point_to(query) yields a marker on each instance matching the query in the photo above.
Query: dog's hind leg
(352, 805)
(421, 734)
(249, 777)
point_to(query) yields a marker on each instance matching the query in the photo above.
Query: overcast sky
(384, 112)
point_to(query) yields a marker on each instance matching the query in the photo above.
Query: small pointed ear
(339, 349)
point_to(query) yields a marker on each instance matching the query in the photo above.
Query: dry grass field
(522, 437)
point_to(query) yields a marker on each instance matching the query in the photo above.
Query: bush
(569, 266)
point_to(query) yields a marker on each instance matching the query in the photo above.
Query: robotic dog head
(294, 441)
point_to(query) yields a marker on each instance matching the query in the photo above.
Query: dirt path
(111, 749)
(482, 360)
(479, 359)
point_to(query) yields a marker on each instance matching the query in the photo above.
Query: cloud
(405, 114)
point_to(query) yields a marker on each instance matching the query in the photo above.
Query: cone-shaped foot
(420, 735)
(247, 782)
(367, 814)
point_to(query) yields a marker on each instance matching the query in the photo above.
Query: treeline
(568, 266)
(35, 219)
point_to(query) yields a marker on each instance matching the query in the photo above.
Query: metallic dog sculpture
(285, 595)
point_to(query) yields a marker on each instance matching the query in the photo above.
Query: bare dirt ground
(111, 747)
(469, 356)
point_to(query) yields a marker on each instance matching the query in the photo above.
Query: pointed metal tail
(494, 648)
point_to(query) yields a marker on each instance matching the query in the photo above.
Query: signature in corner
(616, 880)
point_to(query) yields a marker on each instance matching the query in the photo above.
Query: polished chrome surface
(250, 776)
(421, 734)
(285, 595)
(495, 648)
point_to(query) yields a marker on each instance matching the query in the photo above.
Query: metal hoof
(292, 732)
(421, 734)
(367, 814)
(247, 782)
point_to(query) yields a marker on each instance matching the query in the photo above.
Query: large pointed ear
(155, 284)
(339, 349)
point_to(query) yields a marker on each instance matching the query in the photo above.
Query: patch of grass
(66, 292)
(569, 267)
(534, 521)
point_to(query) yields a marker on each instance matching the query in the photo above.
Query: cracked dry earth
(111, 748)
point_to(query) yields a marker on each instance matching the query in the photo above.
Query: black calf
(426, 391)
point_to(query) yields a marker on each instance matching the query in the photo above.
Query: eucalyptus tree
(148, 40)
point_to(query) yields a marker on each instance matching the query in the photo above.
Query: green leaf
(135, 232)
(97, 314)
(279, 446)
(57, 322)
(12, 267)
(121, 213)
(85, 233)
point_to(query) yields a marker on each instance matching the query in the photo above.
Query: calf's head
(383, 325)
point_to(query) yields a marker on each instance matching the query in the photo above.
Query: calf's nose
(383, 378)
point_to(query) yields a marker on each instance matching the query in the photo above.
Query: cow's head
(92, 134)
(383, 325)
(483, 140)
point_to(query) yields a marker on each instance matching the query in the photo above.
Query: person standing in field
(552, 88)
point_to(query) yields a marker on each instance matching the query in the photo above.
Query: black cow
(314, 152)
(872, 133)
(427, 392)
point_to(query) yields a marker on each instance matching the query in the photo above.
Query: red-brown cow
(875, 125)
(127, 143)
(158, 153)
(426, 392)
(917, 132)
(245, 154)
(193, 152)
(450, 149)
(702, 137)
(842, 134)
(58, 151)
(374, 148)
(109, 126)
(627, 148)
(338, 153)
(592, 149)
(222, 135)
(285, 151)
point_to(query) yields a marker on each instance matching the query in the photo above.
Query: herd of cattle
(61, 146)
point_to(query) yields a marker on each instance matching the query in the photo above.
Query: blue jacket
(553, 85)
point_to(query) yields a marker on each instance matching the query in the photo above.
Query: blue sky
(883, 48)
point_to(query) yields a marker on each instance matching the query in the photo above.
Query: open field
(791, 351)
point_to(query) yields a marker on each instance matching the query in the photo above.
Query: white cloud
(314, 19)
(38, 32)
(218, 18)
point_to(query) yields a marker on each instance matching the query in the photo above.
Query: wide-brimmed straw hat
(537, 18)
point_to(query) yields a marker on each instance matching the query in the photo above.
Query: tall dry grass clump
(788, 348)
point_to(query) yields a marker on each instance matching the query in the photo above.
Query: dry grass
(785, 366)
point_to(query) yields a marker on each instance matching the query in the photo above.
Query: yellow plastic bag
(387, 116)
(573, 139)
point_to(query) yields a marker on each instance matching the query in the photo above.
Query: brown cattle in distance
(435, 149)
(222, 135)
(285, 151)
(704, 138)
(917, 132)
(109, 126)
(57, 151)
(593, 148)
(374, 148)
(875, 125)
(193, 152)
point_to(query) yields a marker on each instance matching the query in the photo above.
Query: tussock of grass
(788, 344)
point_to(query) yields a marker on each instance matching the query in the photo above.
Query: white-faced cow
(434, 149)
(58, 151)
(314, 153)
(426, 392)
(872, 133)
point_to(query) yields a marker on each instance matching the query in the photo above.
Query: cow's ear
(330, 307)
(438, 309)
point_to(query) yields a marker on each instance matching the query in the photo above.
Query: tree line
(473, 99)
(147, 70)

——————

Problem statement:
Exactly as written, please output every entry.

Complete output:
point_to(query) yields a marker on each instance matching the query in the photo above.
Query: dog's hind leg
(352, 805)
(421, 734)
(249, 777)
point_to(query) yields a marker on each instance matching the query in the photo above.
Query: overcast sky
(384, 112)
point_to(query) yields a marker on each instance matching the query in the photo above.
Query: small pointed ear
(339, 349)
point_to(query) yields a marker on each instance matching the query in the photo above.
Query: dry grass field
(522, 437)
point_to(query) yields a marker on each instance matching the query in the photo above.
Query: bush
(569, 266)
point_to(query) yields a marker on each instance matching the query in the photo above.
Query: robotic dog head
(294, 441)
point_to(query) yields a marker on each instance matching the query in the photo above.
Query: dirt path
(111, 749)
(482, 360)
(479, 359)
point_to(query) yields a marker on each instance matching the query in the photo above.
Query: cloud
(405, 114)
point_to(query) yields a marker on each instance matching the query in the photo above.
Query: cone-shaped foot
(420, 735)
(247, 782)
(367, 814)
point_to(query) yields a marker on each instance matching the query in the photo above.
Query: treeline
(568, 266)
(35, 219)
point_to(query) yields a marker on each instance matching the query in the photo above.
Query: metallic dog sculpture
(285, 595)
point_to(query) yields a marker on each instance matching the query in the photo above.
Query: bare dirt ground
(111, 747)
(469, 356)
point_to(query) yields a marker on each instance matching the query in the photo above.
Query: pointed metal tail
(494, 648)
point_to(query) yields a marker on each instance matching the query in the photo above.
Query: signature in corner
(616, 880)
point_to(query) yields a marker on each instance matching the query in the photo above.
Query: polished chrome surface
(250, 776)
(421, 734)
(285, 595)
(495, 648)
point_to(query) yields a marker on each instance matching the query in the photo above.
Query: metal hoof
(292, 732)
(421, 734)
(367, 814)
(247, 782)
point_to(query) yields a marker on each instance matching the query in the photo above.
Query: large pointed ear
(155, 284)
(339, 349)
point_to(query) yields a marker on each instance matching the query in the photo above.
Query: patch of grass
(66, 292)
(569, 267)
(534, 521)
point_to(query) yields a marker on each instance matching the query in the photo above.
Query: cracked dry earth
(111, 748)
point_to(query) yields a marker on each instance matching the query in the photo above.
Query: black calf
(426, 391)
point_to(query) yields a marker on each instance matching the query in the photo above.
Query: eucalyptus tree
(148, 40)
point_to(query) yields a marker on each instance matching the query in the photo above.
Query: green leaf
(135, 232)
(97, 314)
(279, 446)
(57, 322)
(12, 267)
(121, 213)
(85, 233)
point_to(query) yields a marker on each instance matching the query in the photo above.
Query: calf's head
(383, 325)
point_to(query) yields a marker on each instance matching the query in the photo above.
Query: calf's nose
(383, 378)
point_to(query) yields a marker on each instance matching the query in the photo above.
Query: cow's head
(92, 134)
(383, 325)
(483, 140)
point_to(query) yields a marker on each instance matching the query in the photo above.
Query: person standing in field
(552, 88)
point_to(query) yields a marker on each instance matching the query in the photo above.
Query: black cow
(314, 152)
(872, 133)
(427, 392)
point_to(query) yields a marker on each instance matching the query in the photo above.
Query: red-brown cow
(875, 125)
(127, 143)
(158, 153)
(426, 392)
(917, 132)
(245, 154)
(193, 152)
(450, 149)
(702, 137)
(842, 134)
(58, 151)
(374, 148)
(109, 126)
(627, 148)
(338, 153)
(592, 149)
(222, 135)
(285, 151)
point_to(query) yields a marker on each instance matching the query in the photo above.
Query: herd of cattle
(61, 146)
point_to(query) yields a marker on each instance matching the query in the photo above.
Query: blue jacket
(553, 85)
point_to(query) yields a marker on each instance matching the query in the photo above.
Query: blue sky
(883, 48)
point_to(query) yields a marker on each instance matching the query in the photo above.
Query: open field
(791, 351)
point_to(query) yields a marker on each instance matching the query in the photo above.
Query: white cloud
(314, 19)
(38, 32)
(218, 18)
point_to(query) yields a marker on each instance matching the query in the photo above.
Query: wide-brimmed straw hat
(537, 18)
point_to(query) yields a marker on each instance matching the query in the photo above.
Query: tall dry grass clump
(788, 348)
point_to(query) yields a marker on each instance matching the query in the photo above.
Query: dry grass
(785, 366)
point_to(query) yields a marker on each instance matching the query in the photo above.
Query: yellow plastic bag
(387, 116)
(573, 139)
point_to(query) yields a marker on each instance matching the query in the photo above.
Query: brown cattle in distance
(435, 149)
(222, 135)
(285, 151)
(704, 138)
(917, 132)
(109, 126)
(57, 151)
(593, 148)
(374, 148)
(875, 125)
(193, 152)
point_to(query) yields a marker on each instance matching the query in the photo above.
Query: tussock of grass
(788, 344)
point_to(query) yields a marker on each instance matching the query in the photo above.
Query: white-faced cow
(434, 149)
(58, 151)
(314, 153)
(426, 392)
(872, 133)
point_to(query) yields a marker on each instance matching the query in the photo above.
Query: cow's ear
(330, 307)
(438, 309)
point_to(query) yields a marker on each instance matching the query in the photo above.
Query: tree line
(473, 99)
(147, 70)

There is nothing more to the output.